Required action:
Once you have reviewed the listing below, restate it word for word.

╔══

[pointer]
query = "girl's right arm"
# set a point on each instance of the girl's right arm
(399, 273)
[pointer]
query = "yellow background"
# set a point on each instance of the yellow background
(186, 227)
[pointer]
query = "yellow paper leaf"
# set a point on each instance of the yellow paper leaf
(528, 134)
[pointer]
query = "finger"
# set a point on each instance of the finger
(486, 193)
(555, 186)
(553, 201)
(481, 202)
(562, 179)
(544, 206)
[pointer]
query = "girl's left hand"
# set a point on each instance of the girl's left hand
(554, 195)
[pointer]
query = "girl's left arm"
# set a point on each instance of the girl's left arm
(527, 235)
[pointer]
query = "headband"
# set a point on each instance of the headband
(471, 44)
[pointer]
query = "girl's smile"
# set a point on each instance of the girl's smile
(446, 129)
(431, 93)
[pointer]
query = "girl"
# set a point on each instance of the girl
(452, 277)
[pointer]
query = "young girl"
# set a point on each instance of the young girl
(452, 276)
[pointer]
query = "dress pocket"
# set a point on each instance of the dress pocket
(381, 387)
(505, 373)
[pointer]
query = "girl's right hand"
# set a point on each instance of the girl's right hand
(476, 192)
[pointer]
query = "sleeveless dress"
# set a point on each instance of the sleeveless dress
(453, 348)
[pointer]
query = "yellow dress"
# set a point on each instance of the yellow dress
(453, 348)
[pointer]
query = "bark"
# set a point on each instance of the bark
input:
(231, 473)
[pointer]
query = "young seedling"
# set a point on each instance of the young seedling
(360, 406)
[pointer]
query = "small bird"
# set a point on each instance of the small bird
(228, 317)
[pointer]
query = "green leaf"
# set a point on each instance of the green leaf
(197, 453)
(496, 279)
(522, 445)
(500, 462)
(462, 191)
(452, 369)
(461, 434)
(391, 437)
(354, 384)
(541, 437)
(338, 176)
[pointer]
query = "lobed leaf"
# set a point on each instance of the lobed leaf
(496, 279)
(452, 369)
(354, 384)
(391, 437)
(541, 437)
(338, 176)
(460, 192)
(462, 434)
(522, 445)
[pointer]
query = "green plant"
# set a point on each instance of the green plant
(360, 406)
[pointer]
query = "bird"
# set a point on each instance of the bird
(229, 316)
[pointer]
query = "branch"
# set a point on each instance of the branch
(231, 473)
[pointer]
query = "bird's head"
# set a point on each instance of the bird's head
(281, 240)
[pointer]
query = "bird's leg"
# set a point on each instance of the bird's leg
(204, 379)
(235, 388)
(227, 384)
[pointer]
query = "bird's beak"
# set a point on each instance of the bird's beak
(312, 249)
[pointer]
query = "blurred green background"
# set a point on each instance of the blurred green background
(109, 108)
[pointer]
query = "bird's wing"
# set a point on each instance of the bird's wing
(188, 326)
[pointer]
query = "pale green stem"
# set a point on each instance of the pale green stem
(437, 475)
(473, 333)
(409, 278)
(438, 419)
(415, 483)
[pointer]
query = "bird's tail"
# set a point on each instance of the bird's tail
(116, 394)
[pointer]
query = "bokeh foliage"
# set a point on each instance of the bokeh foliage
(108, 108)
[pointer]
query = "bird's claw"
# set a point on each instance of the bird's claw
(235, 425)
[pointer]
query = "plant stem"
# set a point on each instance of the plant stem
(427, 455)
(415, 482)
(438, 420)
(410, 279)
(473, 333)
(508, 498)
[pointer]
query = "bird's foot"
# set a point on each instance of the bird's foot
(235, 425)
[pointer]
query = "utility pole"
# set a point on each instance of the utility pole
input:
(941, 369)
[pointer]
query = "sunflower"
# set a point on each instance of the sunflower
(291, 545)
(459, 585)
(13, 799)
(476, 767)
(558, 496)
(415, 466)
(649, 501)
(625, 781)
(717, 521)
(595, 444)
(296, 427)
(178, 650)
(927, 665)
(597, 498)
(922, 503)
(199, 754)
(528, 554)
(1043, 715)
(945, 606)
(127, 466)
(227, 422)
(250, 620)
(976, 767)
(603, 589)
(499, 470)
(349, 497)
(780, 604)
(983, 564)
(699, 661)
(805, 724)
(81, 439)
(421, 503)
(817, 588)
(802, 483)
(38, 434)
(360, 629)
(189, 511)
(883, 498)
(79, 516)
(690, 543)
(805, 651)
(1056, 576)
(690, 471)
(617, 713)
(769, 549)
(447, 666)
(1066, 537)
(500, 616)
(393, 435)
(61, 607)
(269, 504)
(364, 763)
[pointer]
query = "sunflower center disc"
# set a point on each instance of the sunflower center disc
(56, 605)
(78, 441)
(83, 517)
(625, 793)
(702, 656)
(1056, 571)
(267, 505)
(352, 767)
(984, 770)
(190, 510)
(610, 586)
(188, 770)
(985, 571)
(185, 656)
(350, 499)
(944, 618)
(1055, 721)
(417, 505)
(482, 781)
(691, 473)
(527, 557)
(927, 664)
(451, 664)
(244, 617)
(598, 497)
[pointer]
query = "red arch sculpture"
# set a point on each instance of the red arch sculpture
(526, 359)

╚══

Response to the task:
[pointer]
query = "girl's right arm"
# set a point on each instance of the girl's right arm
(399, 273)
[pointer]
query = "yellow background"
# set a point on each instance of the yellow background
(186, 227)
[pointer]
query = "yellow paper leaf"
# set a point on each instance of the yellow paper leaf
(528, 134)
[pointer]
query = "finger"
# set a point on each instance of the finger
(486, 193)
(555, 186)
(553, 201)
(481, 202)
(562, 179)
(544, 206)
[pointer]
query = "girl's left hand"
# set a point on each instance of the girl's left hand
(554, 195)
[pointer]
query = "girl's left arm"
# set a point on each instance of the girl's left arm
(527, 235)
[pointer]
query = "headband"
# set a point on each instance of the headband
(471, 44)
[pointer]
query = "girl's smile"
# set a point on each instance of the girl's smile
(446, 129)
(431, 93)
[pointer]
query = "girl"
# set a point on each instance of the girl
(452, 277)
[pointer]
query = "young girl"
# set a point on each instance of the young girl
(452, 276)
[pointer]
query = "dress pocket"
# set a point on each instance of the dress pocket
(381, 387)
(505, 373)
[pointer]
query = "girl's right hand"
# set a point on each instance of the girl's right hand
(476, 192)
[pointer]
query = "sleeveless dress"
# set a point on each instance of the sleeveless dress
(453, 348)
[pointer]
query = "yellow dress"
# set a point on each instance of the yellow dress
(453, 348)
[pointer]
query = "bark"
# set a point on each instance of the bark
input:
(231, 473)
[pointer]
query = "young seedling"
# set a point on each instance of the young seedling
(360, 406)
[pointer]
query = "small bird"
# set a point on each instance of the small bird
(228, 317)
[pointer]
query = "green leaf"
# set a point on each instance of the green leaf
(197, 453)
(496, 279)
(522, 445)
(500, 462)
(462, 191)
(452, 369)
(461, 434)
(391, 437)
(354, 384)
(541, 437)
(338, 176)
[pointer]
query = "lobed leaf"
# set a point on each instance of the lobed leaf
(496, 279)
(452, 369)
(354, 384)
(391, 437)
(541, 437)
(338, 176)
(460, 192)
(462, 434)
(522, 445)
[pointer]
query = "green plant"
# set a point on each instance of the green plant
(360, 406)
[pointer]
query = "bird"
# set a point on each instance of the bird
(229, 316)
[pointer]
query = "branch"
# set a point on each instance of the branch
(231, 473)
[pointer]
query = "bird's head"
# set a point on each instance of the bird's head
(281, 240)
[pointer]
query = "bird's leg"
# set a point on each instance of the bird's leg
(204, 379)
(235, 388)
(227, 384)
[pointer]
query = "bird's beak"
# set a point on each instance of the bird's beak
(312, 249)
[pointer]
query = "blurred green background"
# set a point on each instance of the blurred green background
(109, 108)
[pointer]
query = "bird's wing"
# set a point on each instance of the bird's wing
(188, 326)
[pointer]
query = "pale green stem"
# set a point on each instance of the pale green stem
(437, 475)
(473, 333)
(409, 278)
(438, 419)
(415, 483)
[pointer]
query = "bird's tail"
# set a point on each instance of the bird's tail
(116, 394)
[pointer]
query = "bokeh foliage"
# set a point on each instance of the bokeh foliage
(108, 108)
[pointer]
query = "bird's claw"
# set a point on each instance of the bird's claw
(235, 425)
[pointer]
query = "plant stem"
# set a point on each instance of the plant stem
(427, 455)
(415, 482)
(438, 420)
(410, 279)
(473, 333)
(508, 498)
[pointer]
query = "bird's foot"
# set a point on each instance of the bird's foot
(235, 425)
[pointer]
query = "utility pole"
# set a point on each instance of the utility pole
input:
(941, 369)
[pointer]
query = "sunflower"
# set a point on each instance of the sunflower
(291, 545)
(459, 585)
(13, 799)
(476, 767)
(558, 496)
(415, 466)
(649, 501)
(625, 781)
(717, 521)
(595, 444)
(296, 427)
(178, 650)
(927, 665)
(597, 498)
(922, 503)
(199, 754)
(528, 554)
(1043, 715)
(945, 606)
(127, 466)
(227, 422)
(250, 620)
(976, 767)
(603, 589)
(499, 470)
(349, 497)
(780, 604)
(983, 564)
(699, 661)
(805, 724)
(81, 439)
(421, 503)
(817, 588)
(802, 483)
(38, 434)
(360, 629)
(189, 511)
(883, 498)
(79, 516)
(690, 543)
(805, 651)
(1056, 576)
(690, 471)
(617, 713)
(769, 549)
(447, 666)
(1066, 537)
(500, 616)
(393, 435)
(61, 607)
(269, 504)
(364, 763)
[pointer]
query = "sunflower center disc"
# set a point on each instance of the sunflower center disc
(56, 605)
(78, 441)
(83, 517)
(625, 793)
(702, 656)
(1056, 571)
(267, 505)
(352, 767)
(984, 770)
(190, 510)
(610, 586)
(188, 770)
(985, 571)
(185, 656)
(350, 499)
(944, 618)
(1055, 721)
(417, 505)
(482, 781)
(691, 473)
(527, 557)
(927, 664)
(451, 664)
(244, 617)
(598, 497)
[pointer]
query = "red arch sculpture"
# set a point on each instance of the red arch sculpture
(526, 359)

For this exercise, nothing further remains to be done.